- [Exercise requirements]
Can you quote the thread below from "There's a specific" to "of 3 classes.", word for word?

═══ Text ═══

We are using YOLO Darknet for object detection. We are using Python3, tensorflow 1.0, numpy, opencv 3. Using yolo.weight for detection. As per given in below link : https://github.com/thtrieu/darkflow#cameravideo-file-demo
When we run it on a video, it is simultaneously detecting all the objects, which are not required?
Please guide us on how we can only detect specific class name to be searched.
Thanks
If you just follow the steps that @JP Kim has mentioned - you will get a video out with just your labels, however it would also output other objects as one of your labels.
There's a specific section of the darkflow repo which exactly tells what to do if you wish to have a different output. TLDR - you should retrain your model. They show this by taking up an example of 3 classes.
But, let me walk you through the process anyway. Let's consider that you have a video and you just need to track all people in it. So, we only need to track 1 type of object - 'person'.
We make a copy of tiny-yolo-voc.cfg
file in cfg
directory. Let's follow their convention and name this tiny-yolo-voc-1c.cfg
where suffix 1c
represents the number of classes. The reason for choosing tiny-yolo-voc
and not some other config as our base model is it's a smaller network which is trainable on smaller GPUs. From what I've observed other configs require 10GB+ Graphic memory and they used to make my machine go out of memory.
We'll make required changes in tiny-yolo-voc-1c.cfg
file :
classes
variable to classes=1
convolutional
section just before region
, we will change filter
variable to 5 * (num_class + 5) = 5 * (1+5) = 30
. So, set filters=30
We'll edit the labels.txt
file in the darkflow source directory and have only 1 line inside it which says person
, since we need only 1 type of label.
Now, we need to train our model. However, for training, we first require dataset to be there.
Now, if your label is one of the existing label of VOC datset or CoCo dataset, then you could just download one of VOC / Coco datsets. In our case person
is the type of object we need to track, and that is already a type of object in VOC dataset. So, we'll use VOC dataset.
However, if you wish to use YOLO to classify and track a new type of object, then you need to prepare your own dataset and annotations. For this custom object purpose, you could follow the part 5-8 of this youtube video series. These videos showcase an example of how to use YOLO to track and classify fidget_spinner
.

═══ Material provided ═══

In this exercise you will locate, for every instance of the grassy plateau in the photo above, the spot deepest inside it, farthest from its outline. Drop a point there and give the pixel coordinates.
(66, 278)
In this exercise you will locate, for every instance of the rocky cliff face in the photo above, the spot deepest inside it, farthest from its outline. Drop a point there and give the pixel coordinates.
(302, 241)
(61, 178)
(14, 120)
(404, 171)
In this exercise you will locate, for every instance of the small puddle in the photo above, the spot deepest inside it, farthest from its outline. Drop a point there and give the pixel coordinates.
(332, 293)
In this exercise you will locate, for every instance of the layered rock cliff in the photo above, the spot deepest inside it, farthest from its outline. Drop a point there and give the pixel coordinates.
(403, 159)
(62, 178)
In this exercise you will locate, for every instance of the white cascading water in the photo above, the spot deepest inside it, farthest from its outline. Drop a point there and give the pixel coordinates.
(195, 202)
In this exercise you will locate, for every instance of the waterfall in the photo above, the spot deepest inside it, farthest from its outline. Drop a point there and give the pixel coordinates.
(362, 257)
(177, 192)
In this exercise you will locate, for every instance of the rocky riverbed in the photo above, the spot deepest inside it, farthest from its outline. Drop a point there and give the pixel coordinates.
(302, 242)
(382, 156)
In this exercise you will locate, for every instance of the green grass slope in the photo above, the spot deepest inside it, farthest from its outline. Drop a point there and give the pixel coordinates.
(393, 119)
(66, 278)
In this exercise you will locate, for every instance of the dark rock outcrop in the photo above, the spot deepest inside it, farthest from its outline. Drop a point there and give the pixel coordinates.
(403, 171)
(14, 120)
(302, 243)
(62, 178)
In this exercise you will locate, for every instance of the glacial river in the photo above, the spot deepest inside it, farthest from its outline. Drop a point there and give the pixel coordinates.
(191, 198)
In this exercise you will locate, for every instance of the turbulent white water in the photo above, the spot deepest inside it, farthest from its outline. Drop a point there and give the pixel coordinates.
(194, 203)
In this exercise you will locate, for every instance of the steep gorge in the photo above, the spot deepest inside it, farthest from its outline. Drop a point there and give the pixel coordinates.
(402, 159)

═══

- [Exercise output]
There's a specific section of the darkflow repo which exactly tells what to do if you wish to have a different output. TLDR - you should retrain your model. They show this by taking up an example of 3 classes.